### Textausschnitt
Ein Bündnis kämpft für ein sozial-ökologisches Projekt im Gebäude des ehemaligen Flughafen Tempelhof – bislang ohne Erfolg

  • Louisa Theresa Braun
  • Lesedauer: 7 Min.
Eine »Halle für Alle«: Das wünschen sich die Aktivist*innen, die Ende Februar in der Genezarethkirche am Herrfurthplatz, unweit des Tempelhofer Felds, Pläne für eine künftige Nutzung des Flughafens schmiedeten.
Eine »Halle für Alle«: Das wünschen sich die Aktivist*innen, die Ende Februar in der Genezarethkirche am Herrfurthplatz, unweit des Tempelhofer Felds, Pläne für eine künftige Nutzung des Flughafens schmiedeten.

### Datenzeilen

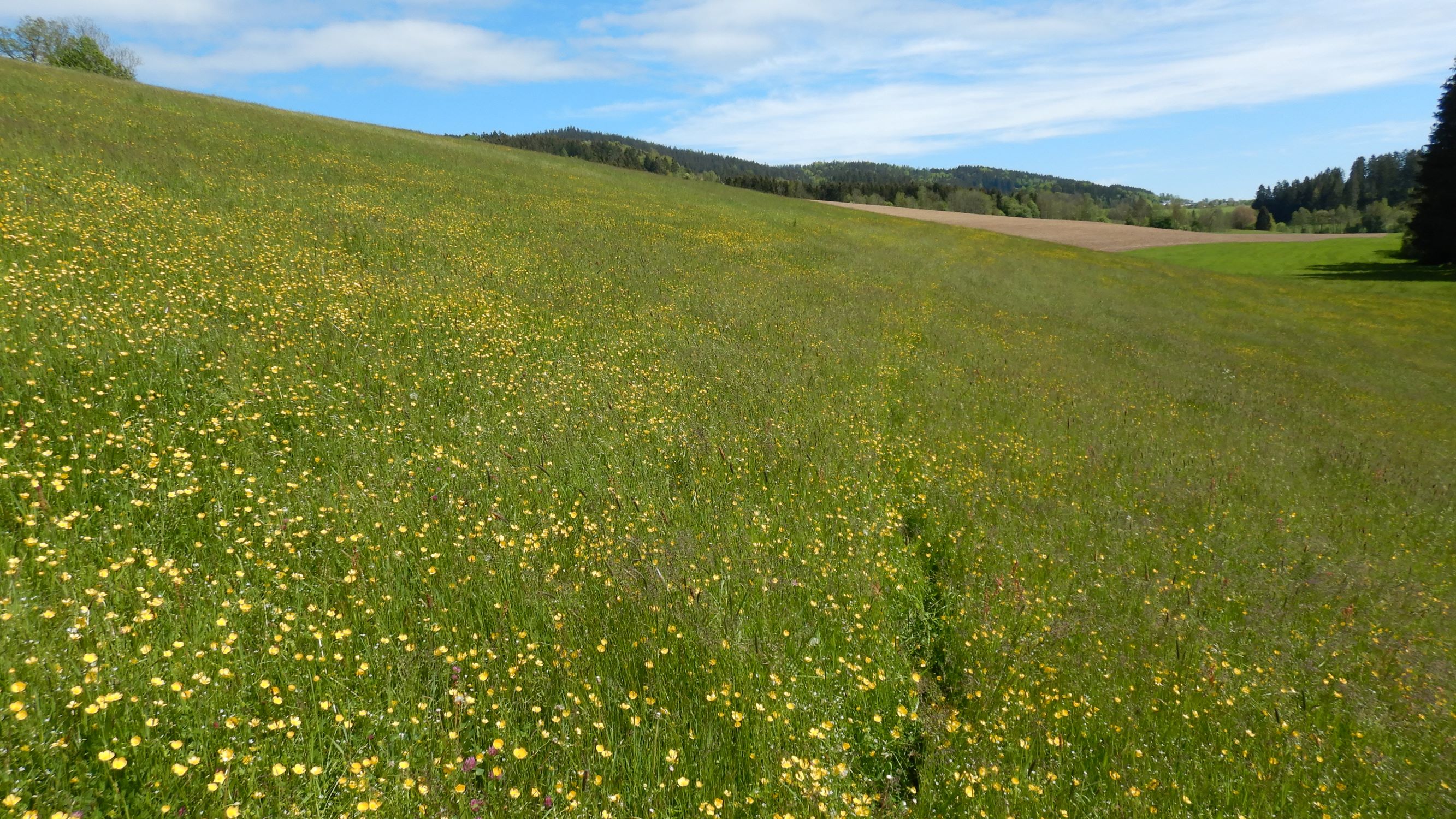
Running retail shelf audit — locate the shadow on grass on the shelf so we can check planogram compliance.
[1300,250,1456,284]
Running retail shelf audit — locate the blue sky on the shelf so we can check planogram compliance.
[11,0,1456,198]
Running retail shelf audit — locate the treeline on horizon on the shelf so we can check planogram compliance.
[470,128,1423,233]
[470,128,1253,232]
[1253,150,1424,233]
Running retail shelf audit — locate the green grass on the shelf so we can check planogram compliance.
[0,61,1456,817]
[1128,236,1456,285]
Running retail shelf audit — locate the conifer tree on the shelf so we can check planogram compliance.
[1405,61,1456,265]
[1253,208,1274,230]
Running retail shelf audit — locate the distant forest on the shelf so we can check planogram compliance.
[472,128,1234,230]
[1253,150,1424,233]
[470,128,1421,233]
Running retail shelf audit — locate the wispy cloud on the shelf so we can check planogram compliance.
[585,0,1456,162]
[143,19,603,85]
[0,0,227,23]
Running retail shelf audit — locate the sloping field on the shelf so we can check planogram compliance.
[821,202,1386,252]
[0,60,1456,819]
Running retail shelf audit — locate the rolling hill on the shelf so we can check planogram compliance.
[0,60,1456,819]
[481,128,1155,204]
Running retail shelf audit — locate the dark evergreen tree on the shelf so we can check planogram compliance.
[1405,62,1456,265]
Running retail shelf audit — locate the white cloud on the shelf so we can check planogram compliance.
[587,0,1456,162]
[140,19,600,85]
[0,0,234,25]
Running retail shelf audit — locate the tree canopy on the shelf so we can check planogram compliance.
[1406,67,1456,265]
[0,17,141,80]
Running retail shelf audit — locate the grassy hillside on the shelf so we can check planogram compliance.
[0,61,1456,817]
[1131,236,1456,285]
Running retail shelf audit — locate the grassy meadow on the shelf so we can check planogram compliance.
[0,60,1456,819]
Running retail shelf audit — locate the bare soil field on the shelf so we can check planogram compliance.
[824,202,1386,252]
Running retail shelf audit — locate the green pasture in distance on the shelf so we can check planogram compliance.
[0,60,1456,819]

### Angegebenes Ziel 1
Wo schmiedeten die Aktivist*innen laut dem Textausschnitt Ende Februar Pläne für eine künftige Nutzung des Flughafens?
### Angegebenes Ziel 2
Gib den Textausschnitt von „Ein Bündnis kämpft“ bis „Lesedauer: 7 Min.“ wortgetreu wieder.

### Antwort 1
In der Genezarethkirche am Herrfurthplatz, unweit des Tempelhofer Felds.

### Antwort 2
Ein Bündnis kämpft für ein sozial-ökologisches Projekt im Gebäude des ehemaligen Flughafen Tempelhof – bislang ohne Erfolg

  • Louisa Theresa Braun
  • Lesedauer: 7 Min.